Rewrite the listing from its first line through the line that contains "61 106 105 190", swapping "Format example" for "Sample output" and keeping everything else the same. Leave the picture out of your version.
★ ★ ★ ★ ★ ★ ★
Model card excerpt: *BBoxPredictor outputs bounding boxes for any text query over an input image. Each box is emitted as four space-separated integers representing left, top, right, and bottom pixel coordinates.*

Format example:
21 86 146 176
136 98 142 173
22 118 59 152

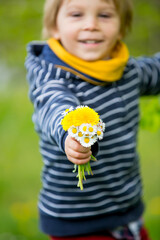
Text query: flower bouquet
61 106 105 190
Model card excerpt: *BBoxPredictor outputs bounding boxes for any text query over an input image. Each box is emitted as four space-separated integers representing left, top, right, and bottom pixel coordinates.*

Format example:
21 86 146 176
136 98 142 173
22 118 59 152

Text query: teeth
85 40 97 43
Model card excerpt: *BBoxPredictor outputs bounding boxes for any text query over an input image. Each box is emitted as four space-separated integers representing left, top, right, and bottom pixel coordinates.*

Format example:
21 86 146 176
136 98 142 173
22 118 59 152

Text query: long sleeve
26 48 80 151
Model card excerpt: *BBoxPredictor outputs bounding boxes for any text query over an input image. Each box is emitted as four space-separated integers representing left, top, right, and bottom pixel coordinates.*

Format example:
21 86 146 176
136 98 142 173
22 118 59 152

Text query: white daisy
75 131 84 142
68 126 78 138
80 135 95 147
61 107 74 117
97 127 103 140
79 123 90 134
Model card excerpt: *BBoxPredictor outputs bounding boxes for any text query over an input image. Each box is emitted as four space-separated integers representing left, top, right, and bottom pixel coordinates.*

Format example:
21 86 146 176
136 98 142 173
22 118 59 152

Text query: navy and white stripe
26 41 160 236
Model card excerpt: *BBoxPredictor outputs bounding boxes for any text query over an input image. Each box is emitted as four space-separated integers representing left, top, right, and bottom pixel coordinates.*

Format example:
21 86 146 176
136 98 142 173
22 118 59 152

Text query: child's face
52 0 121 61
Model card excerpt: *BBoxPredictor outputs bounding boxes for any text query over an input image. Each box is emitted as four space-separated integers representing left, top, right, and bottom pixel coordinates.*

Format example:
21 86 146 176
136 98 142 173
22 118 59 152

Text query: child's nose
84 17 98 31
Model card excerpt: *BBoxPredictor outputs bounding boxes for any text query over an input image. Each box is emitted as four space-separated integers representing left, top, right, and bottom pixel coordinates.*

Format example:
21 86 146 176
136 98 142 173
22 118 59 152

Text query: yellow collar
48 38 129 82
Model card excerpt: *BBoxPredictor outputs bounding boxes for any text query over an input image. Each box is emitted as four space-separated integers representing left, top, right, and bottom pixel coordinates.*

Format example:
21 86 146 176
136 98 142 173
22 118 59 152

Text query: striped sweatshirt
26 42 160 236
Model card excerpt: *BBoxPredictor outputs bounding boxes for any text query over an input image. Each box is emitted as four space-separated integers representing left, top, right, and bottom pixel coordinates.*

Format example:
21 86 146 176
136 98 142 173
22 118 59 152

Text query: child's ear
51 28 60 40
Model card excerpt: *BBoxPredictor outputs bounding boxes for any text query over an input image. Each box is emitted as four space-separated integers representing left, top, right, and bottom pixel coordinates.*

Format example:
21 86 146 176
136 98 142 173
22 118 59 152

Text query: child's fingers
65 136 92 165
65 135 91 153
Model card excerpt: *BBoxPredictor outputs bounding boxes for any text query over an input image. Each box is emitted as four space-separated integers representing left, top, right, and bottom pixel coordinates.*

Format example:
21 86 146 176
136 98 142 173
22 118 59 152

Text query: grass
0 86 160 240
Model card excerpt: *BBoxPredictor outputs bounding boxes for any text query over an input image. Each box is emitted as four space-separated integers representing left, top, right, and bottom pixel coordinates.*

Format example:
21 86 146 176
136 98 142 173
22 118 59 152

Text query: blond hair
42 0 133 38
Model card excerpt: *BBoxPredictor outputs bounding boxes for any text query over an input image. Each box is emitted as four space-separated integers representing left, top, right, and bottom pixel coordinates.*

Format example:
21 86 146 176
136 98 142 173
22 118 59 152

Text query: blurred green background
0 0 160 240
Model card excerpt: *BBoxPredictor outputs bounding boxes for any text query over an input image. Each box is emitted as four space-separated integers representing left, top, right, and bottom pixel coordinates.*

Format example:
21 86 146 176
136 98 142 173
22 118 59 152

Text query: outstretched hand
65 135 92 165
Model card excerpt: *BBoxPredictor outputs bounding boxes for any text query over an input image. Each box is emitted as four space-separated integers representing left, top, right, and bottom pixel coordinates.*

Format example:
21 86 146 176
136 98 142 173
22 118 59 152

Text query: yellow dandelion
61 106 100 131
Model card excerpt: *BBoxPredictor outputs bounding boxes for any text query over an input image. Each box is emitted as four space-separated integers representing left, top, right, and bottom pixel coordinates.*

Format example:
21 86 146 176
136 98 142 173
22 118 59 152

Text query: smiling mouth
79 40 103 44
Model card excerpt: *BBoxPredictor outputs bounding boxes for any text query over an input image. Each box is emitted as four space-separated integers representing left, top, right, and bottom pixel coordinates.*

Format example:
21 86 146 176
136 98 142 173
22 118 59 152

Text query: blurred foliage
0 0 160 240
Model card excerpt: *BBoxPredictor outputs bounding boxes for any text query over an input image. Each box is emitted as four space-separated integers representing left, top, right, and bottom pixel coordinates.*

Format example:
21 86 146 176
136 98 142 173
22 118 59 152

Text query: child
26 0 160 240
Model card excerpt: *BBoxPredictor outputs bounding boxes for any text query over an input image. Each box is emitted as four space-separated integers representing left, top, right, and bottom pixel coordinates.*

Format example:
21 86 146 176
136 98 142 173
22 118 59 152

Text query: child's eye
99 13 111 18
70 12 82 18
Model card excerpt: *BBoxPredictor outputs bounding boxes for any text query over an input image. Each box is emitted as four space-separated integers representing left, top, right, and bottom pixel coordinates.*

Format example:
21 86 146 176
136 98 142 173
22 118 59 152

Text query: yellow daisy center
78 132 83 137
97 131 101 136
88 127 94 132
72 128 77 134
83 126 87 132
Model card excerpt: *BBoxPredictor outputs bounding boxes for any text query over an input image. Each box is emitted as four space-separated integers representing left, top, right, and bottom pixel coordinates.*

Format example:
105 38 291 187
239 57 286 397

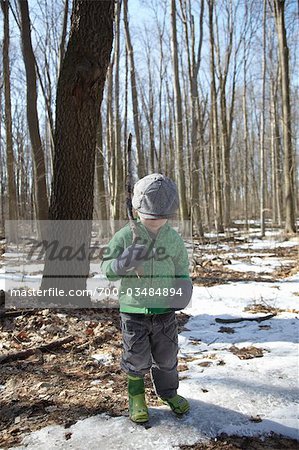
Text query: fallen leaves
228 345 264 359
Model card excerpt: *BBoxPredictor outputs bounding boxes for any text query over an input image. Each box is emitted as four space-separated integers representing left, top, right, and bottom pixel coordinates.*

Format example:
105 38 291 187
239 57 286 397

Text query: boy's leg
120 313 152 377
121 313 151 423
150 312 179 398
151 312 189 414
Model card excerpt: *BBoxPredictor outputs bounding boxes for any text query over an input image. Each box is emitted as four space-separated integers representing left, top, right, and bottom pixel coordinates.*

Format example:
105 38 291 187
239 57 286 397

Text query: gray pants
120 312 179 398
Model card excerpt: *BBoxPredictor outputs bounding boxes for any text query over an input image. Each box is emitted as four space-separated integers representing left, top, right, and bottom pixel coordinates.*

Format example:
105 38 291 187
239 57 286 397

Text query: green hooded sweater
101 221 189 314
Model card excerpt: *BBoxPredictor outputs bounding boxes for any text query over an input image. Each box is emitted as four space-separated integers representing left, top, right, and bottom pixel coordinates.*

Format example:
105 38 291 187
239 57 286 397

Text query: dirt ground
0 239 298 450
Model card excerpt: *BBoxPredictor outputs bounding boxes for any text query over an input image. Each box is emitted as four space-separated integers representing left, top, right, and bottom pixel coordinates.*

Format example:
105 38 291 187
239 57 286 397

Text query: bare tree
19 0 48 220
273 0 296 233
171 0 188 220
123 0 145 178
1 0 18 241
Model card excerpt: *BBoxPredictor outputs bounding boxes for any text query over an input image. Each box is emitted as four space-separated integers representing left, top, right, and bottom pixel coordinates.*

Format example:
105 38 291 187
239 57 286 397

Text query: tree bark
1 0 18 242
124 0 145 178
50 0 113 220
208 0 224 233
19 0 48 220
273 0 296 233
171 0 188 221
42 0 114 307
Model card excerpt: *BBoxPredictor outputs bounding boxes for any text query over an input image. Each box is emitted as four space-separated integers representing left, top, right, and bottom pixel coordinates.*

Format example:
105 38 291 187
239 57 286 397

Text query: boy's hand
168 278 193 311
111 243 153 276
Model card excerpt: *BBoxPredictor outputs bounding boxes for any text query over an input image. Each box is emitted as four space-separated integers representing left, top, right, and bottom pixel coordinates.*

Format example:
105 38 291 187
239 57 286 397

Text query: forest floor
0 230 299 450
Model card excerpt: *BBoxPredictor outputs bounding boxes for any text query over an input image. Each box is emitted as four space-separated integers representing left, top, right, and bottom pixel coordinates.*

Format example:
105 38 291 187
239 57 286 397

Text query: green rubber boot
161 394 190 415
128 375 149 423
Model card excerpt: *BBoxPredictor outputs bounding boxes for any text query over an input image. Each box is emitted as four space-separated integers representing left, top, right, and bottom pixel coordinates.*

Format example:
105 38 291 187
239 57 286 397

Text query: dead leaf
218 327 235 334
229 345 264 359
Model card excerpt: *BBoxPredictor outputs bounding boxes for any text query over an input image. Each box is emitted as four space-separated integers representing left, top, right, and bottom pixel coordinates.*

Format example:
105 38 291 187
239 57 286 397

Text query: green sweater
101 221 189 314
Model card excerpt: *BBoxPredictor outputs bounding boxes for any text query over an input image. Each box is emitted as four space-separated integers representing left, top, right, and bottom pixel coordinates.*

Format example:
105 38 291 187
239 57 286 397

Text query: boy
102 174 192 423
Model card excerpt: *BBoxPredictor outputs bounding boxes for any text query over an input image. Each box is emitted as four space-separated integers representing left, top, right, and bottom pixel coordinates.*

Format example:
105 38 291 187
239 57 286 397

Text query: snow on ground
7 273 299 450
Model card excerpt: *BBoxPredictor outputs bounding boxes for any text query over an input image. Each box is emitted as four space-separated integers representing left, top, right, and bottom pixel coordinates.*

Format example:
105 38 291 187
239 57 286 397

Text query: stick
0 336 75 364
0 309 36 319
215 314 276 323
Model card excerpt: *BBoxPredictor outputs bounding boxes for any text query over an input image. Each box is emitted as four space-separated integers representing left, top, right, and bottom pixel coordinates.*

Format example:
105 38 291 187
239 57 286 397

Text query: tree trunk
1 0 18 242
260 0 266 237
171 0 188 221
209 0 224 233
124 0 145 178
113 2 125 220
42 0 114 306
19 0 48 220
274 0 296 233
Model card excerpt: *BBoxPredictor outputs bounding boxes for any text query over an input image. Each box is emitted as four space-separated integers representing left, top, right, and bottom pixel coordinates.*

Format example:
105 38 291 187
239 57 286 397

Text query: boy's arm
170 241 193 311
101 232 125 281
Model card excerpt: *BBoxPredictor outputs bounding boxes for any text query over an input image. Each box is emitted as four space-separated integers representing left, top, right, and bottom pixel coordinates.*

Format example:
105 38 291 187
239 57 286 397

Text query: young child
102 174 192 423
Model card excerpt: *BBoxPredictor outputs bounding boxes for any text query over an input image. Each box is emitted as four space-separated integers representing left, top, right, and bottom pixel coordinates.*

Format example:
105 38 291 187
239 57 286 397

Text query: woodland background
0 0 299 235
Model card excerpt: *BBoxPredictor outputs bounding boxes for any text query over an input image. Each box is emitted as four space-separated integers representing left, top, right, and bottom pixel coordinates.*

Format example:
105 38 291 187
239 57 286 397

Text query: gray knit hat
132 173 179 219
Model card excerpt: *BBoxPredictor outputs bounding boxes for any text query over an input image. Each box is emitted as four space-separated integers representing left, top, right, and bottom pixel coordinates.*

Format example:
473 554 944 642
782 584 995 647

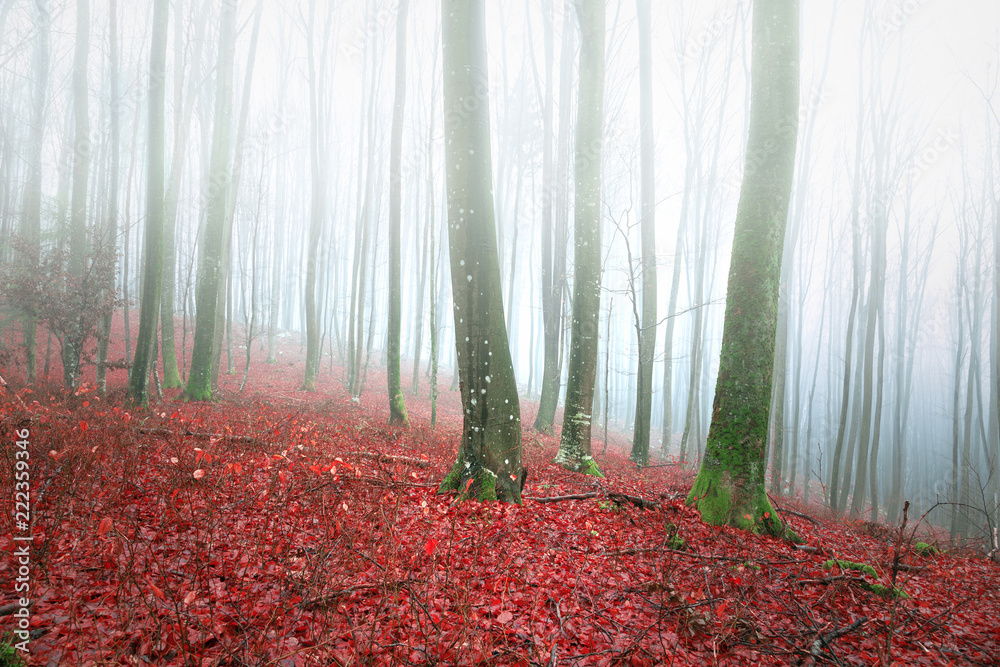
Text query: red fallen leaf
146 577 167 600
424 540 437 556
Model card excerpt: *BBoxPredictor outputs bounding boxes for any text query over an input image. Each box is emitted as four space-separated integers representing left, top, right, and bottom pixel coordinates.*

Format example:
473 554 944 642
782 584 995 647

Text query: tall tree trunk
160 0 210 389
630 0 656 465
688 0 799 535
185 2 236 401
128 0 168 405
386 0 410 426
555 0 606 477
530 0 562 433
97 0 121 395
61 0 90 389
439 0 525 503
300 0 329 391
20 0 52 384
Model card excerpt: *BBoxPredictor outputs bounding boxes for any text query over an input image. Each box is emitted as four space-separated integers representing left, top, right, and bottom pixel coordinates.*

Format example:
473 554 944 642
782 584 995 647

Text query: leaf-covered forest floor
0 320 1000 667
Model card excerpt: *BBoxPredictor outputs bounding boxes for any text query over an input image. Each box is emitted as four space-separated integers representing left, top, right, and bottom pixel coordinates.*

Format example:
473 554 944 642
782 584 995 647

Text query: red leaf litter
0 320 1000 667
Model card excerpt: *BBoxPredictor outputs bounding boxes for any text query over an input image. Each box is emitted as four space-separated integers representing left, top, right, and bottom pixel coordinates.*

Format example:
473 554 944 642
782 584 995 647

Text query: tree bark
439 0 524 504
630 0 656 465
185 2 236 401
21 0 52 384
386 0 410 426
60 0 90 389
128 0 169 405
688 0 799 535
555 0 605 477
★ ★ ★ ★ ★ ★ ★
Worked answer >>
Model card excerpt: *BBoxPredictor outputs bounding boxes for any text query over an input image. Each box is emitted as four space-separated integers representing left, top, right, and bottom pixel coordinates.*

Sample output:
21 86 146 176
136 98 142 173
22 118 59 152

Text query: flower bouquet
61 106 105 190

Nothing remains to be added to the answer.